This exercise requires an exact copy of each line from the one containing "You are given a photograph. For the man" down to the last line below.

DATA section start

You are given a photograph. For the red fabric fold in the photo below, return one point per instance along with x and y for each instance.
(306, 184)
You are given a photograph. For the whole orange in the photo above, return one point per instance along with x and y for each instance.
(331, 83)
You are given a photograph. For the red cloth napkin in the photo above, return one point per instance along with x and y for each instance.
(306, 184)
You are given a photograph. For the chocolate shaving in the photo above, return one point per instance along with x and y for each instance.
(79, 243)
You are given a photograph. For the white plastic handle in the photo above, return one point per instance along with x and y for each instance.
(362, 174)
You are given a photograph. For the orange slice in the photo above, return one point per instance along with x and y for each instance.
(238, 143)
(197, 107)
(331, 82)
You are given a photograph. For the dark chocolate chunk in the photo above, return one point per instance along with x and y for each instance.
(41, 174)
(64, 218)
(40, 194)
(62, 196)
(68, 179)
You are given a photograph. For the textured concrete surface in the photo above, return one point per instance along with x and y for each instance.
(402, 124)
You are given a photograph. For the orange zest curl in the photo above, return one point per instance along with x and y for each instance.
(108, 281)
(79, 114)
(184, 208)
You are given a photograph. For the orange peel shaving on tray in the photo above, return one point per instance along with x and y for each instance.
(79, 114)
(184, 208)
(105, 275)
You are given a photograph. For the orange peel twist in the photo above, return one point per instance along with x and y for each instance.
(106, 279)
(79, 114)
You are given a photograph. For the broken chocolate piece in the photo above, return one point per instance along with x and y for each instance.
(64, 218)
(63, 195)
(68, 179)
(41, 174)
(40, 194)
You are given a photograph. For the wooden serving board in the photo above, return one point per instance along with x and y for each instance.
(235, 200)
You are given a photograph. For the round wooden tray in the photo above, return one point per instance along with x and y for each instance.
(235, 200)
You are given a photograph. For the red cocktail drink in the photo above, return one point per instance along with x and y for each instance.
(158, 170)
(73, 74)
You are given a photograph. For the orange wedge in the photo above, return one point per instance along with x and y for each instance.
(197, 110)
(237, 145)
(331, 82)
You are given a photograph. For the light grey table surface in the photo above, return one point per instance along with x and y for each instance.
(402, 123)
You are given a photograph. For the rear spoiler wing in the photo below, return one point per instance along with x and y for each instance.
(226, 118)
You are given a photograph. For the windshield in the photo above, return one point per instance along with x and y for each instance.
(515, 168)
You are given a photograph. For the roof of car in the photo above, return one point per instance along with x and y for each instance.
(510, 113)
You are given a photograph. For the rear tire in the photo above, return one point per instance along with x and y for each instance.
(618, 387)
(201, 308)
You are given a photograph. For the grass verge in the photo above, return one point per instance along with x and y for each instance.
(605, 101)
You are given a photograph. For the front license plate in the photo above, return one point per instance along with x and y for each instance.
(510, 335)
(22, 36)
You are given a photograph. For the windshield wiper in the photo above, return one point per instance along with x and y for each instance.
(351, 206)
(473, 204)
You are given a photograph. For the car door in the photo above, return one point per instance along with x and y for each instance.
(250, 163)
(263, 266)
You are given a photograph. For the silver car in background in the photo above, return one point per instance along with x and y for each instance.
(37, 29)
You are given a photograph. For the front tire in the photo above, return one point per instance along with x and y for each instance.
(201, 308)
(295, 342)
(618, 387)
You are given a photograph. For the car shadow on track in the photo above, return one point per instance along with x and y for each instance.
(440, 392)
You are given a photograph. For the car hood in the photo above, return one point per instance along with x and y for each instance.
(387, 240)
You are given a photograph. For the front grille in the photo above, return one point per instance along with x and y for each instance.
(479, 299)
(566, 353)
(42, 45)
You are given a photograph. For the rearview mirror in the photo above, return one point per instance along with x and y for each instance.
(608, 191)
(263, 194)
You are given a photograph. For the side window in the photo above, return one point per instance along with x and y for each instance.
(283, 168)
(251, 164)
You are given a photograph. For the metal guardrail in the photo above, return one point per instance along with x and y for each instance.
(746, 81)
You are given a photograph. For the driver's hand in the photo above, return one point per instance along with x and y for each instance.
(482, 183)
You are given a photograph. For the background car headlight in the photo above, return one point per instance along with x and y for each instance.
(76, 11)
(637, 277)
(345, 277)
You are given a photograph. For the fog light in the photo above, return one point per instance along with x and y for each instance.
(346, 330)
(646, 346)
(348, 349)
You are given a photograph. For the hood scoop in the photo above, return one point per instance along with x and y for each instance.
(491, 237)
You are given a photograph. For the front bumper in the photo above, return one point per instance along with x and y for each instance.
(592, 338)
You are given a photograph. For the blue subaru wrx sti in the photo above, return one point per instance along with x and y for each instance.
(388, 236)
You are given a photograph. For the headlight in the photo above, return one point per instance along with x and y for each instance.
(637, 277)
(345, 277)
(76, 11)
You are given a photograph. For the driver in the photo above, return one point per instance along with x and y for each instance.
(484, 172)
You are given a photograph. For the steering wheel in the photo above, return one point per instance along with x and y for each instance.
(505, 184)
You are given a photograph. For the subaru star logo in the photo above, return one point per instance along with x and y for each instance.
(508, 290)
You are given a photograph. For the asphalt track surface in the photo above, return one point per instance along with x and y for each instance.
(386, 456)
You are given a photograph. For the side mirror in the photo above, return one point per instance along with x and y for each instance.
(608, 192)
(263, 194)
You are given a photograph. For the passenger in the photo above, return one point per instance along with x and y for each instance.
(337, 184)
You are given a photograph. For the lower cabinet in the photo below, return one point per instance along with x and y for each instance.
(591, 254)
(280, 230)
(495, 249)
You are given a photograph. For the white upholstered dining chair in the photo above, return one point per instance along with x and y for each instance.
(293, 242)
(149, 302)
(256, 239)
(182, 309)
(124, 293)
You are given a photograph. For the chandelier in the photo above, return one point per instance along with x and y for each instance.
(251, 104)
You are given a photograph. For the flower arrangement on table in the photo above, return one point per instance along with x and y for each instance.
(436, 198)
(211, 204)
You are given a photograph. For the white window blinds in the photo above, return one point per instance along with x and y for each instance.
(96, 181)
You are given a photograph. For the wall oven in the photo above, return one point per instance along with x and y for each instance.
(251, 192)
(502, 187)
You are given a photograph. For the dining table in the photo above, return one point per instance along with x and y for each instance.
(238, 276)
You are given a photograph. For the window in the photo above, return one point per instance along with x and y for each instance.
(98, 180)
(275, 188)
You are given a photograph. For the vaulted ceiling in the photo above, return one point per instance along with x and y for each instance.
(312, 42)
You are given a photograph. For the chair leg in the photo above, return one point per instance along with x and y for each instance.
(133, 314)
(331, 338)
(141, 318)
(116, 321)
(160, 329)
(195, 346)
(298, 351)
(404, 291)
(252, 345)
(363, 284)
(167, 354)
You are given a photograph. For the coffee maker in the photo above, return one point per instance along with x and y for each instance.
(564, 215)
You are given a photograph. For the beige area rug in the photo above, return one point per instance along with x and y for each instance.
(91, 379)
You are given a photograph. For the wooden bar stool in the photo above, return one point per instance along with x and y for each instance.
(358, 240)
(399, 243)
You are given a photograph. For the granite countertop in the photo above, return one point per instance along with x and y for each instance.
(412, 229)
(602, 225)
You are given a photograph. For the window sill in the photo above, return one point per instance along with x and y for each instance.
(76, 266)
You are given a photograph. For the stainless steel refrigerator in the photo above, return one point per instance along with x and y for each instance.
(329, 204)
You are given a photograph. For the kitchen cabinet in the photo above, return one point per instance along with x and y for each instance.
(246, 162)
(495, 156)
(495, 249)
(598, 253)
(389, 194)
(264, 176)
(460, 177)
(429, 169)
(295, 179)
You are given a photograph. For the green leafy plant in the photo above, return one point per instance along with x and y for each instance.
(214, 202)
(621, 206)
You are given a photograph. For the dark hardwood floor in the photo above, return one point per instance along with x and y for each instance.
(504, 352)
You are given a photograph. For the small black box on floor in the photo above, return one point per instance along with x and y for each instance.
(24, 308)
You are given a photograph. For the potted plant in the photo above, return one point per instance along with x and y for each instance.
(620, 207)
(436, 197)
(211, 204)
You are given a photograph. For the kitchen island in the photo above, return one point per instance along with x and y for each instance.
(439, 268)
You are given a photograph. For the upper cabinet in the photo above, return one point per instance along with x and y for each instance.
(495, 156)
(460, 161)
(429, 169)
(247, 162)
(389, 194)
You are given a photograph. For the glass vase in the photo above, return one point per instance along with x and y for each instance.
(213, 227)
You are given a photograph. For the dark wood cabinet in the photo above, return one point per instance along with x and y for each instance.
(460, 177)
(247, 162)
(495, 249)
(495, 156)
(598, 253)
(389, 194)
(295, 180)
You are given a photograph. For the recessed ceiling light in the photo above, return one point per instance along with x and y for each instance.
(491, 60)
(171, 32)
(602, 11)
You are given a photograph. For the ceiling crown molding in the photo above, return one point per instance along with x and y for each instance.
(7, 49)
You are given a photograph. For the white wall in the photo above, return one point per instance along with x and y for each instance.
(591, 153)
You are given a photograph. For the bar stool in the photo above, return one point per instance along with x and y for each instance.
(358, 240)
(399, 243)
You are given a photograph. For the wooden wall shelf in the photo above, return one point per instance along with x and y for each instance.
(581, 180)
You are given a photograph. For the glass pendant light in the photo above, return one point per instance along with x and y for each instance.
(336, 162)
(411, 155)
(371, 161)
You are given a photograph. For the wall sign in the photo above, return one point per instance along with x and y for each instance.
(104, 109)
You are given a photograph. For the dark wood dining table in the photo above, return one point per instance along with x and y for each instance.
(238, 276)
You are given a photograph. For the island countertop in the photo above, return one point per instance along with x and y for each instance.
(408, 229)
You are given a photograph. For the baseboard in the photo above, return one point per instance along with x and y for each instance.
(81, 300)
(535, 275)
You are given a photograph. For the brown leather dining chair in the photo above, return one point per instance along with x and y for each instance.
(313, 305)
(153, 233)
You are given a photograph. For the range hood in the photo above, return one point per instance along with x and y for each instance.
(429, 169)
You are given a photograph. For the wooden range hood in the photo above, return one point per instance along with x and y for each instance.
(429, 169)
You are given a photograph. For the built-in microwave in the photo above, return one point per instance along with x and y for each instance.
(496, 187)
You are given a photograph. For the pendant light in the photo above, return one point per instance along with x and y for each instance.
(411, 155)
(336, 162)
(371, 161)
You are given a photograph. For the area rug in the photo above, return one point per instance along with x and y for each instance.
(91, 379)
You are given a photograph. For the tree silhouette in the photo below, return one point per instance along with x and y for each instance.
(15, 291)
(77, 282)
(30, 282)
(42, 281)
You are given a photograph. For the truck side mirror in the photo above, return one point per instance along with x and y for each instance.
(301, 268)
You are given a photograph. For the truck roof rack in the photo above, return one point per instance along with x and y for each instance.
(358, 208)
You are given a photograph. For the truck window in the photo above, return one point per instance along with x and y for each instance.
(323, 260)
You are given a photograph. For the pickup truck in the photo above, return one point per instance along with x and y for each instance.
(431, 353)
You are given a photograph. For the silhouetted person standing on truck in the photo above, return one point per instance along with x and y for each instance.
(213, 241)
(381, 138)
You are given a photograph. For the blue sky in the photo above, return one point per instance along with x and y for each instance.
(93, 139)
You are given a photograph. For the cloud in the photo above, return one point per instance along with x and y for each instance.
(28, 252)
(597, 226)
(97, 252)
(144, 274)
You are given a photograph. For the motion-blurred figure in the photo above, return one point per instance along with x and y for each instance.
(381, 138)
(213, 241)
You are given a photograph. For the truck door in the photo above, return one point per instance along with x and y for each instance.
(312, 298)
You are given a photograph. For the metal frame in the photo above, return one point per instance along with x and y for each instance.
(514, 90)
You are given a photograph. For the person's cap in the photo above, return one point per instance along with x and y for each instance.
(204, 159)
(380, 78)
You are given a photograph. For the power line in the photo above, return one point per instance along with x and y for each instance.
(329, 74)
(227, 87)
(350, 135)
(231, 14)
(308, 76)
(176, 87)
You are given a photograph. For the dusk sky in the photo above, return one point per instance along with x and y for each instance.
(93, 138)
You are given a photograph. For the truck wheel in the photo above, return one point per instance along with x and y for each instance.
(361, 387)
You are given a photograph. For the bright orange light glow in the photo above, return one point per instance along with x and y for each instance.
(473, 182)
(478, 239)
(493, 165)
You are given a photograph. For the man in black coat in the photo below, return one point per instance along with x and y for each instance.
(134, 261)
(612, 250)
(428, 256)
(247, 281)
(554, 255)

DATA section end

● WRITTEN RESPONSE:
You are given a photograph. For the man in black coat in the photo below, return one point per instance along with x and y for each instance.
(134, 261)
(612, 250)
(428, 256)
(247, 281)
(554, 255)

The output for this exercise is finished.